─── Extracted text

Its not about moving.They have some stupid web applications that runs only on IE.Blame IE.


----------



## ssk_the_gr8 (May 25, 2012)

hsr said:


> I own a cheap laptop and an E63, and no oil rigs



e63.. Must have cost 8k, so it's not like you're poor. Now if you used a 1100...
So my point is that when you needed the smartphone you had the money. Same way if PS was not easily available on piratebay, you would have paid for it. 
And paint.net and gimp together can easily do your college magazine stuff, so your argument of good enough alternative does not work
And lastly if you still don't find them good enough, using Ps is not your birth right


----------



## gopi_vbboy (May 25, 2012)

and the other problem why linux market isn't penetrating is bad driver support from hardware vendors.Most of them only say "Designed for Microsoft*".I think Hardware manufacturers needs to provide linux support.Like if you buy a printers for example , you must be sure it will work in linux.



Liverpool_fan said:


> The way people shamelessly pirate Photoshop and MS Office is precisely the reason why those tools have the monopoly.
> Because of those idiots who pirate and use MS Office, _my_ freedom of using ODF is lost and _I_ have to face problems with formatting of MS Office documents. With absolutely no fault of mine.

──────
─── Given records

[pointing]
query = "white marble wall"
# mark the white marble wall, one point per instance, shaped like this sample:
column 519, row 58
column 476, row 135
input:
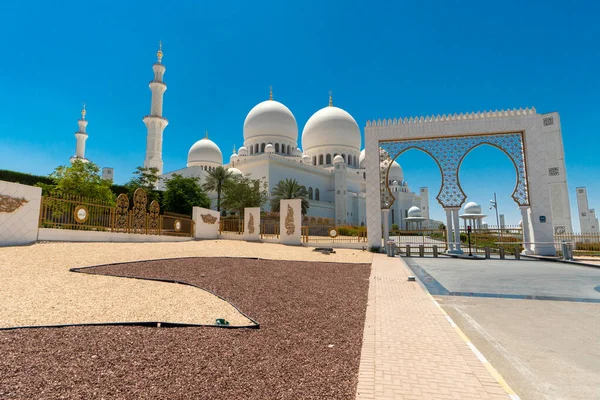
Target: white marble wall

──────

What is asked:
1: Answer these questions from the forum thread:
(a) What phone does hsr say they own?
(b) Which two programs does ssk_the_gr8 say can together handle college magazine work?
(c) Which format does Liverpool_fan say they have lost the freedom to use?
2: Does each statement agree with the forum thread? Answer yes or no, and quote the words from the thread that decide it.
(a) ssk_the_gr8 estimates that the E63 cost 8k.
(b) gopi_vbboy says hardware vendors give good Linux driver support.
(c) The opening post blames Firefox for the web applications.
3: Transcribe the forum thread from "e63.. Must have" up to and including "work in linux.".
The entries have no connection to the forum thread.

Outputs for the tasks:
1:
(a) An E63.
(b) paint.net and gimp.
(c) ODF.

2:
(a) Yes: "e63.. Must have cost 8k"
(b) No: "bad driver support from hardware vendors"
(c) No: "They have some stupid web applications that runs only on IE.Blame IE."

3:
e63.. Must have cost 8k, so it's not like you're poor. Now if you used a 1100...
So my point is that when you needed the smartphone you had the money. Same way if PS was not easily available on piratebay, you would have paid for it. 
And paint.net and gimp together can easily do your college magazine stuff, so your argument of good enough alternative does not work
And lastly if you still don't find them good enough, using Ps is not your birth right


----------



## gopi_vbboy (May 25, 2012)

and the other problem why linux market isn't penetrating is bad driver support from hardware vendors.Most of them only say "Designed for Microsoft*".I think Hardware manufacturers needs to provide linux support.Like if you buy a printers for example , you must be sure it will work in linux.